TASK PROMPT:
Line by line, copy the material below exactly.

DATA:
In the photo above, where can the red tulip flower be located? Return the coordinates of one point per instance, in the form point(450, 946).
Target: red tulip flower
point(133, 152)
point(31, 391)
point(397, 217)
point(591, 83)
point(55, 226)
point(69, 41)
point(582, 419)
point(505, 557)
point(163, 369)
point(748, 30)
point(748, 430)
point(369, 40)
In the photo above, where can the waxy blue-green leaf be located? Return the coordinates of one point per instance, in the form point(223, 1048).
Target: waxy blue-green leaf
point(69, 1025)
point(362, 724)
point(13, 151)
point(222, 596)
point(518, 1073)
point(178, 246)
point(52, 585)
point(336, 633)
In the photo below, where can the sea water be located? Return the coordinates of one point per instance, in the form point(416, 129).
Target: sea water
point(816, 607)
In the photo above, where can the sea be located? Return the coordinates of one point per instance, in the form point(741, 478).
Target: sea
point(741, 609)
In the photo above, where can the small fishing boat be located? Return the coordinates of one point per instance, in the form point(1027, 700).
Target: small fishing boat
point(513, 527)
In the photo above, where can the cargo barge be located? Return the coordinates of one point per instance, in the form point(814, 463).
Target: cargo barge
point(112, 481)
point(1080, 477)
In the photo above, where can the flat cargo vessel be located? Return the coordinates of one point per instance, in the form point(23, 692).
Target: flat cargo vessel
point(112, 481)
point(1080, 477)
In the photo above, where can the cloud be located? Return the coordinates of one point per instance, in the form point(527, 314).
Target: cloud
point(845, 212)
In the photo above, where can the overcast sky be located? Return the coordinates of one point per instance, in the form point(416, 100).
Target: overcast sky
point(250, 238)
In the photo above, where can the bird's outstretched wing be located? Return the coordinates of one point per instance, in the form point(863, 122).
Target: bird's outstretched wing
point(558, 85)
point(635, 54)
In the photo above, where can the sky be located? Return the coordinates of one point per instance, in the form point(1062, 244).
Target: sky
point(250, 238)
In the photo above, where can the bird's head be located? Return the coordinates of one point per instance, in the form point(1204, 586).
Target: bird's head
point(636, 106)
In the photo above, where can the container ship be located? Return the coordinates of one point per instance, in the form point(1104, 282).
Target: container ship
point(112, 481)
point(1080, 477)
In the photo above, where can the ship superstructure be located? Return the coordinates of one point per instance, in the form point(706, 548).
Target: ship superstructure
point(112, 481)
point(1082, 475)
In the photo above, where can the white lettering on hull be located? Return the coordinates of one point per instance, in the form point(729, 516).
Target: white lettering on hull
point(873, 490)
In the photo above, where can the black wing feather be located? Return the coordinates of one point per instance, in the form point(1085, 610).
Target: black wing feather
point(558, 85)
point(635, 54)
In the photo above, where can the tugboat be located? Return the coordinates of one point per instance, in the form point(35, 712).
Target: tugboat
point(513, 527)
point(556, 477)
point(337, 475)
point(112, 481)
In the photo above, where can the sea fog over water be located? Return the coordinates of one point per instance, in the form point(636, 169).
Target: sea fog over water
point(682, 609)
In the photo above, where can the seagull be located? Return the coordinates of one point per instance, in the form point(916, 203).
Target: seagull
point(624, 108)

YOUR RESPONSE:
In the photo above, where can the red tulip flower be located? Return the coordinates of one point per instance, in the form point(450, 946).
Target: red tulip flower
point(133, 152)
point(31, 391)
point(397, 217)
point(591, 83)
point(55, 226)
point(69, 41)
point(582, 419)
point(505, 557)
point(163, 369)
point(748, 30)
point(748, 430)
point(369, 40)
In the photo above, where can the waxy blue-green leaf be located? Return the coordinates of one point per instance, in the form point(223, 1048).
Target: waxy blue-green leaf
point(69, 1025)
point(362, 724)
point(13, 151)
point(222, 596)
point(518, 1073)
point(178, 246)
point(52, 585)
point(336, 633)
In the photo below, where can the sea water be located? Return the coordinates of one point per instance, in the form point(416, 129).
Target: sea water
point(816, 607)
In the photo above, where can the sea be located? Return the coordinates of one point per instance, in the form point(741, 478).
Target: sea
point(741, 609)
In the photo above, where can the small fishing boat be located? Return the coordinates of one point per instance, in the form point(1027, 700).
Target: small fishing boat
point(513, 527)
In the photo above, where can the cargo barge be located? Return the coordinates of one point per instance, in the form point(814, 463).
Target: cargo barge
point(112, 481)
point(1080, 477)
In the photo above, where can the flat cargo vessel be located? Return the coordinates of one point per instance, in the form point(23, 692).
Target: flat cargo vessel
point(112, 481)
point(1080, 477)
In the photo above, where can the cloud be located? Return the coordinates of one point per instance, in the form point(527, 314).
Target: cloud
point(845, 212)
In the photo above, where can the overcast sky be located? Return the coordinates of one point per instance, in the form point(416, 100).
Target: overcast sky
point(250, 238)
In the photo above, where can the bird's outstretched wing be located? Return the coordinates of one point per instance, in the form point(863, 122).
Target: bird's outstretched wing
point(558, 85)
point(635, 54)
In the photo above, where can the sky be located? Return the coordinates of one point per instance, in the form point(1062, 244).
Target: sky
point(250, 238)
In the photo above, where can the bird's head be located? Return the coordinates of one point per instance, in the form point(1204, 586).
Target: bird's head
point(636, 106)
In the photo above, where can the container ship be located? Return the coordinates of one point per instance, in the form point(1104, 282).
Target: container ship
point(112, 481)
point(1080, 477)
In the photo above, where can the ship superstructure be located? Return the coordinates of one point per instance, in the form point(706, 548).
Target: ship superstructure
point(112, 481)
point(1082, 475)
In the photo above, where can the white lettering on hull be located? Return the coordinates of one point per instance, in the form point(729, 516).
Target: white lettering on hull
point(873, 490)
In the photo above, where can the black wing feather be located? Return the coordinates of one point per instance, in the form point(1085, 610).
Target: black wing feather
point(558, 85)
point(635, 54)
In the photo above, where can the tugboat be located? Return the coordinates of one point per instance, in the form point(35, 712).
Target: tugboat
point(513, 527)
point(556, 477)
point(337, 475)
point(112, 481)
In the photo above, where can the sea fog over water be located? Return the coordinates of one point per instance, in the form point(636, 169).
Target: sea fog over water
point(682, 609)
In the photo above, where can the seagull be located? Return the coordinates of one point per instance, in the form point(916, 203).
Target: seagull
point(624, 108)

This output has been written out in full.